#### [Okuduğunu Uygula]
**a)** Ahmet Saban'ın hayat hikâyesinde "1933’de Bolvadin’in İmaret" ile başlayıp "bitirdi, memur oldu." ile biten kısmı, "dünyaya gelmişim" yerine "doğmuşum" yazarak güncelle.
**b)** Ahmet Saban'ın hayat hikâyesinde "Askerlik vaktim gelinceye kadar" diye başlayan paragrafı, ana bilgileri koruyarak madde madde yaz.

=== Verilen Metin ===

AHMET SABAN

   Feyzioğlunun Ahmet…82 yaşında…Çiftçilik yaptı; dağdan taş taşıdı; un fabrikasında çalıştı; 15 sene de, İsviçre’de işçi olarak bulundu.

   Ahmet Saban; uzun boylu, zayıf, ince, biraz esmer yüzlü, dinç görünüşlü birisidir. Sakin, iyi niyetli, yardımsever birisidir. Yıllardır değişik işlerde çalışmış, çabalamış, evlatlarını yetiştirmiştir. En olumsuz tarafı, çocuk yaşta alışmış olduğu sigara alışkanlığını, bu güne kadar devam ettirmiş olmasıdır. Hac farizasını yerine getirmiş olup; 20 torun sahibidir.

   HAYATINIZI ANLATIR MISINIZ?

   1933’de Bolvadin’in İmaret Mahallesi’nde dünyaya gelmişim. Babamın adı Hasan Basri, çiftçilik yapardı. Dört kardeşiz. Ağabeylerim Ali Osman ve Muammer çiftçilik ederlerdi, vefat ettiler. Benim küçüğüm İbrahim ise, su işlerinde memurdu, emekli oldu. Ağabeylerim ve ben, ilkokul üçüncü sınıfa kadar okuduk. O zaman çok kişi, yokluk ve ilgisizlik yüzünden ilkokulu bitiremezdi. Küçük kardeşim ise ortaokulu bitirdi, memur oldu.

   Askerlik vaktim gelinceye kadar, babam ve kardeşlerimle birlikte çiftçilik yaptım. Ayrıca Tatlıcı Kabaklar’da çalıştım. Sütçü Şerafet Kantar’da çalıştım. Şimdiki İmaret Evlerinin olduğu yerde mandıra vardı, Orada peynir yapardık. Kiremit ve testi ocaklarında çalıştım. Askerliğimi, 36 ay olarak; Bursa, Urfa ve Hatay’da Jandarma olarak yaptım. Sadece bir kere izne gelebildim.

   NE ZAMAN EVLENDİNİZ?

   Babam; sakin, kendi halinde, îmanlı, ihlâslı, olgun bir adamdı. Harama-helale, kul hakkına çok dikkat ederdi. Çok merhametliydi; hiç küfür etmezdi. Bizi de öyle yetiştirdi. “Size haram lokma yedirmedim.” derdi. 1953 yılında Menderes, çiftçilere banka faiziyle traktör veriyordu. Babama: “Biz de alalım!” dedik. Babam şiddetle karşı çıktı: “Oğlum, faiz haramdır ve insanı iflasa götürür. Bankaya girmeyin! Orada babıcınız galsa bile goyup gaçın!..”derdi.

=== Ham Veriler ===

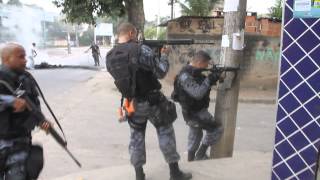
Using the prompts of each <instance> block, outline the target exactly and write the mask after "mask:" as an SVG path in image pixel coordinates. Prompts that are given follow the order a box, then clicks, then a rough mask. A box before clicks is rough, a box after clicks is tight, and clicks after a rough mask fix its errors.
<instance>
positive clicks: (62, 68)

===
=== Ham Veriler ===

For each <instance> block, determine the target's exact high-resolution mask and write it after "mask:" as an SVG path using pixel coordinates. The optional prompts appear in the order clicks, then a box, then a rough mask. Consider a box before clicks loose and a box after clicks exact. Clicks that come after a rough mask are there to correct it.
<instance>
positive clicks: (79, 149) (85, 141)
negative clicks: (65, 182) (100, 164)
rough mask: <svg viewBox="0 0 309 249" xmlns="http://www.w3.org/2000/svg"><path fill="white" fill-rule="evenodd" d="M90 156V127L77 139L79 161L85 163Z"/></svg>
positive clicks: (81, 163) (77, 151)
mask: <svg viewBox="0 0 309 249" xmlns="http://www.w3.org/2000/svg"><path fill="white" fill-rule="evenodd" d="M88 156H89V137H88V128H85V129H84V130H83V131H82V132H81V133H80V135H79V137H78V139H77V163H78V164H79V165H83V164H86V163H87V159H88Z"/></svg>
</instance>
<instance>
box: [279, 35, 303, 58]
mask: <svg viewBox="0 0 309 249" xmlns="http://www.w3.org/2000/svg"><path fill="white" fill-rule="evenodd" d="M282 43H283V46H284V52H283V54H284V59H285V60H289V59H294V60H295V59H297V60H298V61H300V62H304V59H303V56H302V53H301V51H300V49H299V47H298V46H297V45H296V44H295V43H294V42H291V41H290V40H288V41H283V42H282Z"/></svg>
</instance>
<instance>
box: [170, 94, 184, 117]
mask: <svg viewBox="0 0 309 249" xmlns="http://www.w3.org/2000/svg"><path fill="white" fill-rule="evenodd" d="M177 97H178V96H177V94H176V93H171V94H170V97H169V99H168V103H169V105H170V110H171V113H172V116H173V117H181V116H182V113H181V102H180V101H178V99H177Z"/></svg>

===

#### [Verilen Cevaplar]
**a)**
1933’de Bolvadin’in İmaret Mahallesi’nde doğmuşum. Babamın adı Hasan Basri, çiftçilik yapardı. Dört kardeşiz. Ağabeylerim Ali Osman ve Muammer çiftçilik ederlerdi, vefat ettiler. Benim küçüğüm İbrahim ise, su işlerinde memurdu, emekli oldu. Ağabeylerim ve ben, ilkokul üçüncü sınıfa kadar okuduk. O zaman çok kişi, yokluk ve ilgisizlik yüzünden ilkokulu bitiremezdi. Küçük kardeşim ise ortaokulu bitirdi, memur oldu.

**b)**
- Askerlik vaktim gelene kadar babam ve kardeşlerimle çiftçilik yaptım.
- Tatlıcı Kabaklar'da ve Sütçü Şerafet Kantar'da çalıştım.
- Şimdiki İmaret Evlerinin yerindeki mandırada peynir yapardık.
- Kiremit ve testi ocaklarında çalıştım.
- Askerliğimi 36 ay boyunca Bursa, Urfa ve Hatay'da jandarma olarak yaptım.
- Bu sürede yalnızca bir kez izne gelebildim.